Return an exact copy of the part of the article about Casey James's hair, starting with "James wanted to" and going on through "mini hair revolution.".

● PASSAGE FOR REVIEW
####
You’ve likely heard “Crying on a Suitcase” by former American Idol contestant Casey James who took third place during their ninth season. Even if his name doesn’t ring a bell, his long golden locks aren’t easy to forget.
The singer-song writer realized early into his career that people were recognizing him by his curly hair, which was a bit of a problem since being the blonde guy with long curly hair was never the image he meant to have for himself.
During an interview with The Boot, Casey was forthcoming with the real reason he’s been growing out his hair. If you aren’t “Crying on a Suitcase” yet, you might be after this confession.
“My family has been really affected by cancer,” said Casey during the interview. “My Nana died of cancer, my Pawpaw passed away May 11 of last year of cancer. My mom is a two-time cancer survivor, breast and thyroid. That’s just some of it; there are a lot of instances in my family.”
James wanted to be a part of the cancer fight and grew out his hair with the intent to donate it to Locks of Love, an organization known for making wigs out of human hair for cancer patients who have lost their own.
“When I grew my hair out to donate it, I didn’t have money or anything else to offer,” recalled Casey. “Then I went on ‘American Idol’ and it became an image thing, so it’s one of those situations where I can’t change it until people know who I am.”
So for the time being, Casey James’ hair is here to stay, but without even trying, he did start a mini hair revolution.
“It was always about doing something for that cause, and when my fans heard the story of the reason I grew out my hair, some of them grew out theirs and donated it to Locks of Love,” said Casey. “That was so touching to me.”
At this time, Casey is not associated with any specific organization, but he did indicate that would be changing soon. “There are so many choices and I want to make sure I choose the right one,” he explained. “I’ve always played charity events, and I’m a big fan of doing that. Everyone has been given gifts and we should all use them for good.”
####
● DATA EXCERPTS
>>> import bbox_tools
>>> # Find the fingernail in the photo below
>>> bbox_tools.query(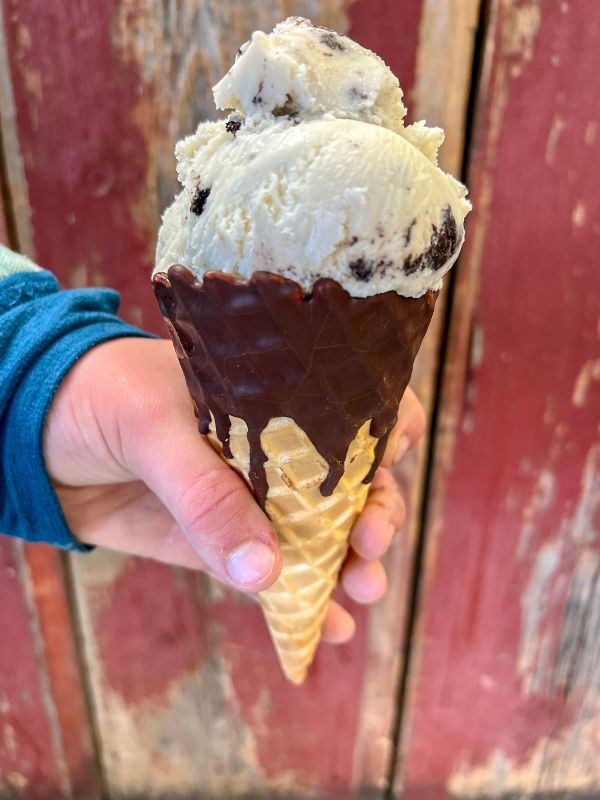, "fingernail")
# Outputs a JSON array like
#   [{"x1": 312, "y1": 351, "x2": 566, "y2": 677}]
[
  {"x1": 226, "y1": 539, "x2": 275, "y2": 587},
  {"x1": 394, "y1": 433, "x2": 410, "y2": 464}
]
####
● WRITTEN SOLUTION
James wanted to be a part of the cancer fight and grew out his hair with the intent to donate it to Locks of Love, an organization known for making wigs out of human hair for cancer patients who have lost their own.
“When I grew my hair out to donate it, I didn’t have money or anything else to offer,” recalled Casey. “Then I went on ‘American Idol’ and it became an image thing, so it’s one of those situations where I can’t change it until people know who I am.”
So for the time being, Casey James’ hair is here to stay, but without even trying, he did start a mini hair revolution.